Stated exercise:
Convert each line of the listing below into a JSON array of strings, one string per line, skipping blank lines. Leave the pictures out of the result.

Data extract:

-- -- --

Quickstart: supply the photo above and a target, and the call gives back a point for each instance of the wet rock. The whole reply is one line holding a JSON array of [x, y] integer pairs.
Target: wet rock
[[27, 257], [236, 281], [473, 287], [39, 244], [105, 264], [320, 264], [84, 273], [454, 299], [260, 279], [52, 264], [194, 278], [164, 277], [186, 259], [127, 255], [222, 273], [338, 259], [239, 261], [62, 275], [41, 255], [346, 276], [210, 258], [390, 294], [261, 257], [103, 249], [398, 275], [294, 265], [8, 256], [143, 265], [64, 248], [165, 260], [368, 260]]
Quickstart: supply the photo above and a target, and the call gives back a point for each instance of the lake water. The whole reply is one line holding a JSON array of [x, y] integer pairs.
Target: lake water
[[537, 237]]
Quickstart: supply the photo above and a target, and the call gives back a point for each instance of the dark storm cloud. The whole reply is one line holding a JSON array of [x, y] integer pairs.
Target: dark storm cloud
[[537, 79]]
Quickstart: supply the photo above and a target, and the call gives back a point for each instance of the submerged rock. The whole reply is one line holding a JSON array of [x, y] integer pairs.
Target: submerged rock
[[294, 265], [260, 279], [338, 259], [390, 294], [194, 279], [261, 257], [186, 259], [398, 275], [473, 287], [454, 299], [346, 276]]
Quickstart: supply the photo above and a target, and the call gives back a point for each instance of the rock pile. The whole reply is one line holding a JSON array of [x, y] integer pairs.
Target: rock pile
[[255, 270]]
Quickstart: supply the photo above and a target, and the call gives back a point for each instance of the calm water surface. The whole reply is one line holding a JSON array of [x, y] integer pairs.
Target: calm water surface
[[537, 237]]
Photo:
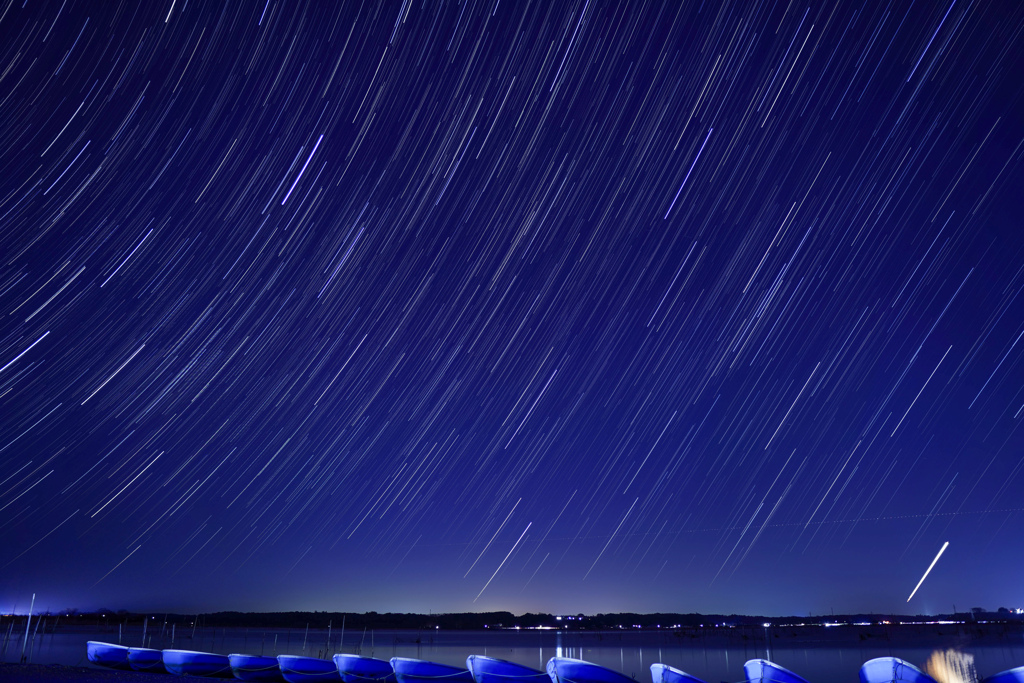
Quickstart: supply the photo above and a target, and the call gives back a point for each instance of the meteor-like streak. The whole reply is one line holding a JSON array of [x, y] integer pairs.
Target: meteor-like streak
[[941, 550]]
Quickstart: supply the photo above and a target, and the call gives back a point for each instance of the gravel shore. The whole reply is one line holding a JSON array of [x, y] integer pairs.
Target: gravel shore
[[37, 673]]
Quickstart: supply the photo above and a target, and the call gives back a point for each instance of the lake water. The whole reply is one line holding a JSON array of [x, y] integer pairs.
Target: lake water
[[630, 652]]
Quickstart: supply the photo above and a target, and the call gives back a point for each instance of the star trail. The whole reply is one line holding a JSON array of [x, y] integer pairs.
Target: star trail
[[543, 306]]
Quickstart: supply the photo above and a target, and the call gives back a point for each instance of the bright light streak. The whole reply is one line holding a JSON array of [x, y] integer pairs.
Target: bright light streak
[[941, 550]]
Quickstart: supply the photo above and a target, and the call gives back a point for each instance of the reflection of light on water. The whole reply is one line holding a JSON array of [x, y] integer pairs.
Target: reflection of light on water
[[951, 667]]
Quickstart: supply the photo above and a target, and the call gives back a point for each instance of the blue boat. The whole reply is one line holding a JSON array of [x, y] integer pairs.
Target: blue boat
[[108, 654], [892, 670], [565, 670], [306, 670], [663, 673], [190, 663], [421, 671], [145, 658], [762, 671], [1009, 676], [355, 669], [254, 668], [489, 670]]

-- -- --

Full solution:
[
  "Quickstart: supply the photo above and a target, and the call gives back a point for each instance of the wet rock. The whole reply is one line holding a JSON array of [x, y] integer pairs.",
  "Target: wet rock",
  "[[27, 257], [236, 281], [473, 287], [39, 244], [105, 264], [320, 264], [84, 273], [454, 299], [260, 279], [52, 264], [194, 278], [164, 277], [186, 259], [127, 255], [222, 273], [338, 259], [239, 261], [62, 275], [41, 255], [346, 276], [210, 258], [390, 294], [261, 257], [103, 249], [398, 275], [294, 265], [8, 256], [143, 265], [64, 248], [165, 260], [368, 260]]",
  "Quickstart: supply the photo above and a target, and the call gives back a point for each instance of the lake water. The whole reply is one line holding a JSON array of [x, y] integer pairs.",
  "Target: lake water",
  "[[537, 237]]",
  "Quickstart: supply the photo above and a target, and the call gives back a point for each instance of the dark storm cloud. The whole reply is one line holding a JSON array of [x, y] integer pairs.",
  "Target: dark storm cloud",
  "[[537, 79]]",
  "Quickstart: supply the photo above and a target, and the call gives back a point for each instance of the submerged rock. The whole reply is one line holding a JSON array of [x, y] integer pairs.",
  "Target: submerged rock",
  "[[294, 265], [260, 279], [338, 259], [390, 294], [194, 279], [261, 257], [186, 259], [398, 275], [473, 287], [454, 299], [346, 276]]",
  "Quickstart: supply the photo above and a target, and the call gives back a point for each instance of the rock pile. The whole reply is one line holding a JSON array of [x, y] integer pairs.",
  "Target: rock pile",
  "[[255, 270]]",
  "Quickstart: supply the photo above and a target, and the call gives back a point for each instance of the calm water surface. The whole reply is one line holding a JSON array of [x, y] integer pairs.",
  "Target: calm water surface",
  "[[537, 237]]",
  "Photo:",
  "Quickstart: supply the photo above and a target, and the call gives back a point for each instance of the meteor-like streak. The whole reply is one line holding a JSON array of [x, y] integer pairs.",
  "Target: meteor-like streak",
  "[[941, 550]]",
  "Quickstart: supply the photo above and a target, and the call gives back a point for each instance of the gravel shore. The whole reply is one line holding a JSON array of [x, y] integer pairs.",
  "Target: gravel shore",
  "[[37, 673]]",
  "Quickstart: supply the photo above and a target, and the call gives back a point for each instance of the lake water. The whole reply is one line holding a JSON array of [x, y] integer pairs.",
  "Target: lake water",
  "[[630, 652]]",
  "Quickstart: supply the photo above and a target, and the call gives back a point for each instance of the star trail. The whole reply is one line holding a JSON array of [x, y] integer pairs.",
  "Target: star trail",
  "[[543, 306]]",
  "Quickstart: supply the photo above and a target, and the call gives back a point for each instance of the bright light streak. The whole reply is one line holding a JSON array of [x, y] integer pairs.",
  "Target: bright light streak",
  "[[941, 550]]",
  "Quickstart: supply the photo above and a target, and the call gives back a point for each instance of the reflection of light on water. The whole reply is one line holding a JSON array of [x, y] integer pairs.",
  "Target: reflection of light on water",
  "[[951, 667]]",
  "Quickstart: supply the photo above and a target, and the call gives back a point for each instance of the blue boat. The whole reply is one line holding a JSON array of [x, y] integer pairs.",
  "Target: blue boat",
  "[[108, 654], [892, 670], [565, 670], [306, 670], [663, 673], [190, 663], [421, 671], [145, 658], [762, 671], [1009, 676], [355, 669], [254, 668], [489, 670]]"
]